* _GIVEN EXERCISE_
Print exactly, and only, the lines running from the line containing "[segment] hillside" through the end of the records below.

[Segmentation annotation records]
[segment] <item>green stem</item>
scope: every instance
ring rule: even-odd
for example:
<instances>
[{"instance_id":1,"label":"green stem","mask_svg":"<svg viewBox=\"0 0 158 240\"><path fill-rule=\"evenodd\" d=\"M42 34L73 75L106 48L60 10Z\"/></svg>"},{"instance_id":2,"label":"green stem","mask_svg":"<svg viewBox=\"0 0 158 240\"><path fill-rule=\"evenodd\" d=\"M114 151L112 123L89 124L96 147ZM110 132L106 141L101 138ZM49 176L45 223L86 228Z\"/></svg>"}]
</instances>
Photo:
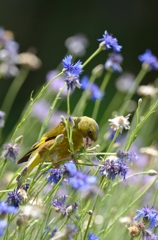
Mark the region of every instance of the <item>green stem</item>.
<instances>
[{"instance_id":1,"label":"green stem","mask_svg":"<svg viewBox=\"0 0 158 240\"><path fill-rule=\"evenodd\" d=\"M61 76L63 74L63 72L59 73L57 76L55 76L51 81L49 81L47 84L45 84L43 86L43 88L41 89L41 91L37 94L37 96L35 97L35 99L33 99L31 97L31 102L30 102L30 105L28 106L28 108L26 109L21 121L19 122L19 124L16 126L15 128L15 131L13 133L13 136L12 136L12 141L14 139L14 136L16 134L16 132L18 131L18 129L21 127L21 125L23 124L23 122L25 122L26 118L30 115L31 113L31 108L32 106L34 105L34 103L42 96L43 92L49 87L49 85L56 79L58 78L59 76Z\"/></svg>"},{"instance_id":2,"label":"green stem","mask_svg":"<svg viewBox=\"0 0 158 240\"><path fill-rule=\"evenodd\" d=\"M89 79L89 83L93 83L95 81L95 76L92 75ZM89 98L90 94L89 94L89 89L86 89L83 91L82 96L80 97L78 103L75 106L75 109L73 111L73 116L76 115L83 115L84 110L86 108L86 103L87 103L87 99Z\"/></svg>"},{"instance_id":3,"label":"green stem","mask_svg":"<svg viewBox=\"0 0 158 240\"><path fill-rule=\"evenodd\" d=\"M19 75L13 80L10 88L5 96L1 109L3 109L7 116L9 115L10 109L14 103L14 100L19 92L21 86L23 85L25 79L27 78L29 73L29 68L23 67L19 73ZM6 120L6 118L5 118Z\"/></svg>"},{"instance_id":4,"label":"green stem","mask_svg":"<svg viewBox=\"0 0 158 240\"><path fill-rule=\"evenodd\" d=\"M98 48L82 65L82 68L84 68L96 55L98 55L102 51L102 48Z\"/></svg>"},{"instance_id":5,"label":"green stem","mask_svg":"<svg viewBox=\"0 0 158 240\"><path fill-rule=\"evenodd\" d=\"M138 73L131 89L129 89L129 93L125 96L124 98L124 104L122 106L122 108L120 109L120 114L124 115L125 111L127 110L127 106L129 103L129 100L131 100L132 96L134 95L138 85L141 83L141 81L143 80L144 76L146 75L147 70L145 70L144 68L141 68L140 72Z\"/></svg>"},{"instance_id":6,"label":"green stem","mask_svg":"<svg viewBox=\"0 0 158 240\"><path fill-rule=\"evenodd\" d=\"M93 214L91 214L90 217L89 217L88 224L87 224L87 227L86 227L86 231L85 231L83 240L86 240L87 233L88 233L88 230L89 230L89 226L90 226L90 223L91 223L91 220L92 220L92 216L93 216Z\"/></svg>"},{"instance_id":7,"label":"green stem","mask_svg":"<svg viewBox=\"0 0 158 240\"><path fill-rule=\"evenodd\" d=\"M119 135L119 132L120 132L120 129L118 129L118 130L115 132L115 136L113 137L113 139L112 139L112 141L111 141L111 143L110 143L110 146L108 147L107 153L110 152L110 150L111 150L111 148L112 148L112 146L113 146L116 138L117 138L118 135Z\"/></svg>"},{"instance_id":8,"label":"green stem","mask_svg":"<svg viewBox=\"0 0 158 240\"><path fill-rule=\"evenodd\" d=\"M49 113L48 113L48 115L46 116L46 118L45 118L45 120L44 120L44 123L42 124L41 131L40 131L40 134L39 134L39 136L38 136L38 139L40 139L40 138L42 137L42 135L43 135L43 133L44 133L44 131L45 131L47 125L48 125L48 122L49 122L49 120L50 120L50 118L51 118L51 115L52 115L52 113L53 113L53 111L54 111L55 105L56 105L57 101L60 99L60 94L61 94L62 91L64 90L65 86L66 86L66 84L64 85L64 87L62 87L62 88L59 89L59 92L58 92L58 94L56 95L56 97L55 97L55 99L54 99L54 101L53 101L53 104L52 104L51 107L50 107Z\"/></svg>"},{"instance_id":9,"label":"green stem","mask_svg":"<svg viewBox=\"0 0 158 240\"><path fill-rule=\"evenodd\" d=\"M104 92L105 91L105 88L110 80L110 77L112 75L112 72L107 72L104 79L103 79L103 82L100 86L100 91L101 92ZM96 119L97 118L97 114L98 114L98 111L99 111L99 107L100 107L100 103L101 103L101 100L102 99L97 99L95 101L95 105L94 105L94 109L93 109L93 113L92 113L92 118Z\"/></svg>"},{"instance_id":10,"label":"green stem","mask_svg":"<svg viewBox=\"0 0 158 240\"><path fill-rule=\"evenodd\" d=\"M67 116L70 117L70 89L67 91Z\"/></svg>"},{"instance_id":11,"label":"green stem","mask_svg":"<svg viewBox=\"0 0 158 240\"><path fill-rule=\"evenodd\" d=\"M7 159L4 159L1 170L0 170L0 179L1 179L1 176L3 175L6 165L7 165Z\"/></svg>"}]
</instances>

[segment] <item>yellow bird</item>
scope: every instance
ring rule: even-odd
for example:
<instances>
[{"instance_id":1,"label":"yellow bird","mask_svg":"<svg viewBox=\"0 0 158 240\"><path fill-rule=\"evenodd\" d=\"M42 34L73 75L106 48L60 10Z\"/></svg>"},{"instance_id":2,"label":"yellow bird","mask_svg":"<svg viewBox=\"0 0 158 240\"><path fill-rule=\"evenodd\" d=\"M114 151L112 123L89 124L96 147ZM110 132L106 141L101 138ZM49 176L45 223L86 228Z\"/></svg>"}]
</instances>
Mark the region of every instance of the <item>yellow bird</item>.
<instances>
[{"instance_id":1,"label":"yellow bird","mask_svg":"<svg viewBox=\"0 0 158 240\"><path fill-rule=\"evenodd\" d=\"M65 119L66 120L66 119ZM72 147L78 151L82 146L88 148L98 138L99 127L92 118L72 117ZM67 121L67 120L66 120ZM28 175L41 162L52 162L53 165L61 161L72 159L70 144L67 138L66 122L61 121L57 126L45 133L19 161L28 161L25 168Z\"/></svg>"}]
</instances>

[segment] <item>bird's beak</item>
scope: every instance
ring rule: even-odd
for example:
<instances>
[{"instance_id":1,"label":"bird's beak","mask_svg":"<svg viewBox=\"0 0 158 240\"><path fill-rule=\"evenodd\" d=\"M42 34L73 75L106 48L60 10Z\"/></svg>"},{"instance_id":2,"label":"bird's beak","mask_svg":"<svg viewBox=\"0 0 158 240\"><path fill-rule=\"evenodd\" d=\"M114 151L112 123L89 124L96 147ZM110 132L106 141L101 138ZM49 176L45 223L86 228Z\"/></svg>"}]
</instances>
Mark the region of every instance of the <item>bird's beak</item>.
<instances>
[{"instance_id":1,"label":"bird's beak","mask_svg":"<svg viewBox=\"0 0 158 240\"><path fill-rule=\"evenodd\" d=\"M92 146L93 142L94 141L91 138L85 137L85 138L83 138L83 147L84 148L89 148L89 147Z\"/></svg>"}]
</instances>

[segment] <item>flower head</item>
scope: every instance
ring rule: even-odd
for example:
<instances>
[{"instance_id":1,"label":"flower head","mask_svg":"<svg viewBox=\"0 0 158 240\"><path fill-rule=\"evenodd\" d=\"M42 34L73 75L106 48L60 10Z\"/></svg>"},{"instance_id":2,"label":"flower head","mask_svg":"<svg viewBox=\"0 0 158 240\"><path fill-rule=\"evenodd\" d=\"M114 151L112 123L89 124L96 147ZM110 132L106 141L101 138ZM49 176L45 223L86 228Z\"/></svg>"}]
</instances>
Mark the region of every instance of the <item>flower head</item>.
<instances>
[{"instance_id":1,"label":"flower head","mask_svg":"<svg viewBox=\"0 0 158 240\"><path fill-rule=\"evenodd\" d=\"M50 173L49 177L47 177L47 181L50 183L57 184L63 177L63 170L61 168L51 168L47 172Z\"/></svg>"},{"instance_id":2,"label":"flower head","mask_svg":"<svg viewBox=\"0 0 158 240\"><path fill-rule=\"evenodd\" d=\"M7 222L5 220L0 220L0 236L4 235L4 229L7 227Z\"/></svg>"},{"instance_id":3,"label":"flower head","mask_svg":"<svg viewBox=\"0 0 158 240\"><path fill-rule=\"evenodd\" d=\"M57 76L60 72L58 70L52 70L49 71L46 75L46 81L50 82L55 76ZM64 77L60 76L58 78L55 78L51 83L50 83L50 88L52 91L58 93L59 89L64 86ZM66 88L63 89L61 95L66 96L67 90Z\"/></svg>"},{"instance_id":4,"label":"flower head","mask_svg":"<svg viewBox=\"0 0 158 240\"><path fill-rule=\"evenodd\" d=\"M104 166L100 168L99 173L110 180L114 180L117 175L121 175L125 179L128 169L127 164L120 159L107 159L104 161Z\"/></svg>"},{"instance_id":5,"label":"flower head","mask_svg":"<svg viewBox=\"0 0 158 240\"><path fill-rule=\"evenodd\" d=\"M114 38L107 31L104 32L103 38L99 38L98 41L102 42L102 44L104 44L105 49L111 49L112 48L114 52L120 52L121 49L122 49L122 46L118 45L117 39Z\"/></svg>"},{"instance_id":6,"label":"flower head","mask_svg":"<svg viewBox=\"0 0 158 240\"><path fill-rule=\"evenodd\" d=\"M57 212L61 212L64 216L70 216L71 213L75 212L76 209L78 208L78 204L77 202L73 203L73 204L67 204L66 205L66 198L67 196L62 196L58 199L55 199L52 202L53 207L55 208L55 210Z\"/></svg>"},{"instance_id":7,"label":"flower head","mask_svg":"<svg viewBox=\"0 0 158 240\"><path fill-rule=\"evenodd\" d=\"M150 228L155 228L158 226L158 211L151 207L143 207L141 210L136 211L138 215L134 217L134 220L142 218L143 221L149 223Z\"/></svg>"},{"instance_id":8,"label":"flower head","mask_svg":"<svg viewBox=\"0 0 158 240\"><path fill-rule=\"evenodd\" d=\"M131 152L125 152L125 151L121 151L119 150L117 152L117 156L122 160L122 161L129 161L130 163L133 162L133 159L137 159L138 156L134 151Z\"/></svg>"},{"instance_id":9,"label":"flower head","mask_svg":"<svg viewBox=\"0 0 158 240\"><path fill-rule=\"evenodd\" d=\"M16 162L16 157L19 153L19 145L16 143L7 143L3 146L2 157L13 162Z\"/></svg>"},{"instance_id":10,"label":"flower head","mask_svg":"<svg viewBox=\"0 0 158 240\"><path fill-rule=\"evenodd\" d=\"M81 88L89 91L93 101L96 101L97 99L103 99L104 93L101 92L100 88L95 83L89 83L87 76L84 76L81 79Z\"/></svg>"},{"instance_id":11,"label":"flower head","mask_svg":"<svg viewBox=\"0 0 158 240\"><path fill-rule=\"evenodd\" d=\"M0 128L4 127L5 112L0 111Z\"/></svg>"},{"instance_id":12,"label":"flower head","mask_svg":"<svg viewBox=\"0 0 158 240\"><path fill-rule=\"evenodd\" d=\"M66 75L67 89L80 88L79 75L82 73L82 62L72 63L72 55L69 55L63 59L62 65Z\"/></svg>"},{"instance_id":13,"label":"flower head","mask_svg":"<svg viewBox=\"0 0 158 240\"><path fill-rule=\"evenodd\" d=\"M66 239L74 239L74 236L78 232L78 228L75 225L66 225Z\"/></svg>"},{"instance_id":14,"label":"flower head","mask_svg":"<svg viewBox=\"0 0 158 240\"><path fill-rule=\"evenodd\" d=\"M20 194L20 191L17 189L14 189L12 192L8 193L8 198L6 202L9 206L19 207L22 201L22 196Z\"/></svg>"},{"instance_id":15,"label":"flower head","mask_svg":"<svg viewBox=\"0 0 158 240\"><path fill-rule=\"evenodd\" d=\"M76 165L74 164L74 162L70 161L64 164L65 166L65 171L64 174L69 174L70 177L73 177L76 172L77 172L77 168Z\"/></svg>"},{"instance_id":16,"label":"flower head","mask_svg":"<svg viewBox=\"0 0 158 240\"><path fill-rule=\"evenodd\" d=\"M5 215L6 213L17 213L17 208L9 206L6 202L0 202L0 215Z\"/></svg>"},{"instance_id":17,"label":"flower head","mask_svg":"<svg viewBox=\"0 0 158 240\"><path fill-rule=\"evenodd\" d=\"M100 240L100 238L95 236L93 233L88 233L88 240Z\"/></svg>"},{"instance_id":18,"label":"flower head","mask_svg":"<svg viewBox=\"0 0 158 240\"><path fill-rule=\"evenodd\" d=\"M74 177L69 178L69 182L72 188L76 190L83 190L83 188L88 187L96 182L96 177L87 176L85 173L77 171Z\"/></svg>"},{"instance_id":19,"label":"flower head","mask_svg":"<svg viewBox=\"0 0 158 240\"><path fill-rule=\"evenodd\" d=\"M123 128L126 130L130 129L130 122L128 121L130 117L130 114L128 114L126 117L123 116L116 116L113 119L109 119L108 121L110 122L110 126L112 129L120 130L122 133Z\"/></svg>"},{"instance_id":20,"label":"flower head","mask_svg":"<svg viewBox=\"0 0 158 240\"><path fill-rule=\"evenodd\" d=\"M146 85L139 86L137 89L137 93L139 95L150 97L150 98L154 97L157 92L158 92L158 88L155 88L151 84L148 84L147 86Z\"/></svg>"},{"instance_id":21,"label":"flower head","mask_svg":"<svg viewBox=\"0 0 158 240\"><path fill-rule=\"evenodd\" d=\"M67 38L65 41L65 46L71 54L82 57L86 53L88 39L83 34L77 34Z\"/></svg>"},{"instance_id":22,"label":"flower head","mask_svg":"<svg viewBox=\"0 0 158 240\"><path fill-rule=\"evenodd\" d=\"M120 54L110 53L109 58L105 63L105 68L107 70L112 70L114 72L120 73L122 72L122 68L120 66L122 61L123 61L123 57Z\"/></svg>"},{"instance_id":23,"label":"flower head","mask_svg":"<svg viewBox=\"0 0 158 240\"><path fill-rule=\"evenodd\" d=\"M144 54L138 56L138 59L145 68L158 70L158 58L152 54L151 50L147 49Z\"/></svg>"}]
</instances>

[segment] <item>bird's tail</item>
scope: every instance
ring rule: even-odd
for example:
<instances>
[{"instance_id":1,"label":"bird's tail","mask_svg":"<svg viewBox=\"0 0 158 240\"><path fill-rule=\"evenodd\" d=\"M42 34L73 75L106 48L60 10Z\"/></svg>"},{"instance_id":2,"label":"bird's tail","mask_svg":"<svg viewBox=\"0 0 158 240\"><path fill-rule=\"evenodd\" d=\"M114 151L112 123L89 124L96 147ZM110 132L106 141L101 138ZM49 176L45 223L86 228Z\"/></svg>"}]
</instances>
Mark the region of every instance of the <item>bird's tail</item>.
<instances>
[{"instance_id":1,"label":"bird's tail","mask_svg":"<svg viewBox=\"0 0 158 240\"><path fill-rule=\"evenodd\" d=\"M40 155L38 152L33 153L29 157L29 161L26 167L22 170L20 175L17 177L17 188L20 188L22 184L25 182L29 173L40 163Z\"/></svg>"}]
</instances>

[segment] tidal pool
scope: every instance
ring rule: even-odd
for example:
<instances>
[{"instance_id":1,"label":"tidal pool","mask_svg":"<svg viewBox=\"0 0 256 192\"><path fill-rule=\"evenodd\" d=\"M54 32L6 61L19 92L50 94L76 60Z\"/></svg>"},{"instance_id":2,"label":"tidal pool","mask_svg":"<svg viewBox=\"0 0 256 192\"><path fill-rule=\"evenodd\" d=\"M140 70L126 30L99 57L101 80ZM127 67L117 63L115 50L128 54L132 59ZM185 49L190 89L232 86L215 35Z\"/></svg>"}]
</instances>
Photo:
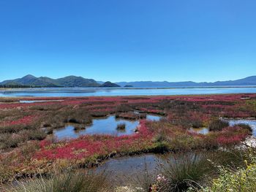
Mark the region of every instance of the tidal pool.
<instances>
[{"instance_id":1,"label":"tidal pool","mask_svg":"<svg viewBox=\"0 0 256 192\"><path fill-rule=\"evenodd\" d=\"M21 104L33 104L33 103L42 103L42 102L56 102L62 101L64 100L20 100Z\"/></svg>"},{"instance_id":2,"label":"tidal pool","mask_svg":"<svg viewBox=\"0 0 256 192\"><path fill-rule=\"evenodd\" d=\"M190 132L196 133L198 134L208 134L209 133L209 128L190 128L189 129Z\"/></svg>"},{"instance_id":3,"label":"tidal pool","mask_svg":"<svg viewBox=\"0 0 256 192\"><path fill-rule=\"evenodd\" d=\"M228 122L230 126L237 124L246 124L249 126L252 129L252 135L256 137L256 120L246 120L246 119L223 119L224 121Z\"/></svg>"},{"instance_id":4,"label":"tidal pool","mask_svg":"<svg viewBox=\"0 0 256 192\"><path fill-rule=\"evenodd\" d=\"M148 120L159 120L161 116L147 115ZM118 124L124 123L125 129L118 130ZM67 126L64 128L54 130L53 134L59 139L74 139L86 134L111 134L116 136L129 135L135 133L135 129L139 125L139 120L129 120L116 118L115 115L110 115L105 118L94 119L90 126L86 126L85 129L75 131L74 126Z\"/></svg>"}]
</instances>

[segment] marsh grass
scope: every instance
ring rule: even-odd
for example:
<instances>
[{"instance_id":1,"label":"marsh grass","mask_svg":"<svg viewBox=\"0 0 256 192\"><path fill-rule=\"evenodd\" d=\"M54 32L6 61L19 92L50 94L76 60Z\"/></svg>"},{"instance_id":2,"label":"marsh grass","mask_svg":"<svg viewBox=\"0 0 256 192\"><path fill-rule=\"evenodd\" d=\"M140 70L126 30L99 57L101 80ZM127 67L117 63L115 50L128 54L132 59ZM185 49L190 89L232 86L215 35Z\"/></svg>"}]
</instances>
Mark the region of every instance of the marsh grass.
<instances>
[{"instance_id":1,"label":"marsh grass","mask_svg":"<svg viewBox=\"0 0 256 192\"><path fill-rule=\"evenodd\" d=\"M108 182L108 174L70 172L56 174L50 178L42 176L37 179L17 181L7 186L6 192L110 192L111 185Z\"/></svg>"},{"instance_id":2,"label":"marsh grass","mask_svg":"<svg viewBox=\"0 0 256 192\"><path fill-rule=\"evenodd\" d=\"M162 166L167 182L161 191L185 191L189 187L199 188L214 167L201 153L179 154L169 158Z\"/></svg>"}]
</instances>

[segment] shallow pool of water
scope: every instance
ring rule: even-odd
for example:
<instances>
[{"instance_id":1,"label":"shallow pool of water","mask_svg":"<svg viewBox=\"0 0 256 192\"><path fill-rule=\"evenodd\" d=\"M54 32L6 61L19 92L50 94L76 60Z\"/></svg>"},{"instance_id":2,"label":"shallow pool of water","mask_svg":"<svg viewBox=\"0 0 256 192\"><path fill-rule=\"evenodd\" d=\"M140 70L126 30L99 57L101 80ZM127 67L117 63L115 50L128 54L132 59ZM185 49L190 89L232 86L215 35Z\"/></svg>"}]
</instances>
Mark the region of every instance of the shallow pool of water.
<instances>
[{"instance_id":1,"label":"shallow pool of water","mask_svg":"<svg viewBox=\"0 0 256 192\"><path fill-rule=\"evenodd\" d=\"M42 102L54 102L62 101L64 100L20 100L21 104L33 104L33 103L42 103Z\"/></svg>"},{"instance_id":2,"label":"shallow pool of water","mask_svg":"<svg viewBox=\"0 0 256 192\"><path fill-rule=\"evenodd\" d=\"M243 123L249 126L252 129L252 135L256 137L256 120L246 120L246 119L224 119L223 120L228 122L230 126Z\"/></svg>"},{"instance_id":3,"label":"shallow pool of water","mask_svg":"<svg viewBox=\"0 0 256 192\"><path fill-rule=\"evenodd\" d=\"M210 131L208 128L190 128L189 131L198 134L208 134Z\"/></svg>"},{"instance_id":4,"label":"shallow pool of water","mask_svg":"<svg viewBox=\"0 0 256 192\"><path fill-rule=\"evenodd\" d=\"M159 120L160 116L147 115L146 119L149 120ZM118 124L124 123L124 130L118 130ZM139 120L129 120L116 118L115 115L110 115L105 118L94 119L91 125L86 126L86 128L75 131L73 126L67 126L64 128L54 130L53 134L59 139L78 138L86 134L111 134L116 136L129 135L135 133L135 129L139 125Z\"/></svg>"}]
</instances>

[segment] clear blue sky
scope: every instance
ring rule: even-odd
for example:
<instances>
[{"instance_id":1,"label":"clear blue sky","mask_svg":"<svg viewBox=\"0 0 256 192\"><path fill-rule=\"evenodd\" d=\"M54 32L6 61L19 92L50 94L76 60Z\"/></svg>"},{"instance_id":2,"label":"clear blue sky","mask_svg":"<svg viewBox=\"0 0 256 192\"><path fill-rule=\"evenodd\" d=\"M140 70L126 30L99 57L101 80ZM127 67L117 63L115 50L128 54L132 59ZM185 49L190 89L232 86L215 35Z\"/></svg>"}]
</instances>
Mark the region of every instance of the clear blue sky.
<instances>
[{"instance_id":1,"label":"clear blue sky","mask_svg":"<svg viewBox=\"0 0 256 192\"><path fill-rule=\"evenodd\" d=\"M1 0L0 81L256 75L255 0Z\"/></svg>"}]
</instances>

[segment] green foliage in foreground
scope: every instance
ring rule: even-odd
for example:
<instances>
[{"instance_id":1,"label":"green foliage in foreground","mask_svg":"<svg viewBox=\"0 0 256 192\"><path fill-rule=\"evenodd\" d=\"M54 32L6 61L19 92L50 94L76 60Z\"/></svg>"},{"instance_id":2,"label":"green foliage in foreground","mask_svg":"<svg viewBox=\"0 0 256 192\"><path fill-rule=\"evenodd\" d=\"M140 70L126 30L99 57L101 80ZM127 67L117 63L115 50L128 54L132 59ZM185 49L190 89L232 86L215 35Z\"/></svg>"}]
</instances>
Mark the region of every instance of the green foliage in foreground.
<instances>
[{"instance_id":1,"label":"green foliage in foreground","mask_svg":"<svg viewBox=\"0 0 256 192\"><path fill-rule=\"evenodd\" d=\"M212 186L201 191L256 191L256 161L236 172L223 168L220 171L220 176L214 180Z\"/></svg>"},{"instance_id":2,"label":"green foliage in foreground","mask_svg":"<svg viewBox=\"0 0 256 192\"><path fill-rule=\"evenodd\" d=\"M55 174L50 179L31 179L18 181L7 187L6 192L105 192L110 184L105 173L93 174L82 172ZM1 188L0 188L1 191Z\"/></svg>"}]
</instances>

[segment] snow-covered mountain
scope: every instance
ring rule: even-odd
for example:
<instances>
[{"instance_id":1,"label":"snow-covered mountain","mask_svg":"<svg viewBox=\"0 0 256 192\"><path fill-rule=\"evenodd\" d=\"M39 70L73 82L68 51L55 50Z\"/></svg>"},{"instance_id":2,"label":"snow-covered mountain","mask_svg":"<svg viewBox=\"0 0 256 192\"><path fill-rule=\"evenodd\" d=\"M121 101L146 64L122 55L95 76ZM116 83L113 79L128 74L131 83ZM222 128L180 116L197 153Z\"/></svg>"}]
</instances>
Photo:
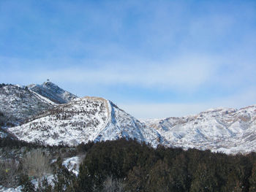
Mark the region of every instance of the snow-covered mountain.
<instances>
[{"instance_id":1,"label":"snow-covered mountain","mask_svg":"<svg viewBox=\"0 0 256 192\"><path fill-rule=\"evenodd\" d=\"M77 98L72 93L63 90L51 82L45 82L42 85L28 85L29 90L50 99L56 104L66 104Z\"/></svg>"},{"instance_id":2,"label":"snow-covered mountain","mask_svg":"<svg viewBox=\"0 0 256 192\"><path fill-rule=\"evenodd\" d=\"M252 105L144 122L173 146L237 153L256 151L255 120L256 105Z\"/></svg>"},{"instance_id":3,"label":"snow-covered mountain","mask_svg":"<svg viewBox=\"0 0 256 192\"><path fill-rule=\"evenodd\" d=\"M154 128L129 115L108 100L97 97L75 99L44 112L30 122L9 128L18 139L45 145L76 145L82 142L136 139L167 145Z\"/></svg>"},{"instance_id":4,"label":"snow-covered mountain","mask_svg":"<svg viewBox=\"0 0 256 192\"><path fill-rule=\"evenodd\" d=\"M0 84L0 126L17 125L54 105L26 87Z\"/></svg>"}]
</instances>

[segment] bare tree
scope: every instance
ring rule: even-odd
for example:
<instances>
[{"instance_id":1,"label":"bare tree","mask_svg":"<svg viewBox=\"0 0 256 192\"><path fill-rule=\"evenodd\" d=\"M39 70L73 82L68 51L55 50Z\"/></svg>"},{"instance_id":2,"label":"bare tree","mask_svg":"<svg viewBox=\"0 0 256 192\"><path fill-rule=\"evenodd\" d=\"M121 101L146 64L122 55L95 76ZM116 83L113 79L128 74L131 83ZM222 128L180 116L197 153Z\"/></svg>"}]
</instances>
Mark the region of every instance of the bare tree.
<instances>
[{"instance_id":1,"label":"bare tree","mask_svg":"<svg viewBox=\"0 0 256 192\"><path fill-rule=\"evenodd\" d=\"M112 175L108 176L103 183L104 192L121 192L124 191L124 184L122 181L113 179Z\"/></svg>"},{"instance_id":2,"label":"bare tree","mask_svg":"<svg viewBox=\"0 0 256 192\"><path fill-rule=\"evenodd\" d=\"M17 185L18 166L14 160L0 161L0 185L7 188Z\"/></svg>"}]
</instances>

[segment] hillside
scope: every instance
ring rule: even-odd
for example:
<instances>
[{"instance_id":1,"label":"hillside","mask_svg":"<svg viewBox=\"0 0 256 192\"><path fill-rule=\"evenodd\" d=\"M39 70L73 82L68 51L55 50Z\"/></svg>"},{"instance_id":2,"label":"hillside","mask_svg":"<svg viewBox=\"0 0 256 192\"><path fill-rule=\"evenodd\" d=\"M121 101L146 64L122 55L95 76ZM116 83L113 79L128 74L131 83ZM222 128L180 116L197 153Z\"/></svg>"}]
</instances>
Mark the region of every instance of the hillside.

* _SOLUTION_
[segment] hillside
scope: every instance
ring rule: even-odd
for example:
<instances>
[{"instance_id":1,"label":"hillside","mask_svg":"<svg viewBox=\"0 0 256 192\"><path fill-rule=\"evenodd\" d=\"M39 70L73 82L68 51L55 50Z\"/></svg>"},{"instance_id":2,"label":"hillside","mask_svg":"<svg viewBox=\"0 0 256 192\"><path fill-rule=\"evenodd\" d=\"M121 101L146 64L122 55L95 76ZM116 83L113 79L128 74L131 83ZM222 128L180 116L197 153Z\"/></svg>"}]
</instances>
Mark the region of every instance of the hillside.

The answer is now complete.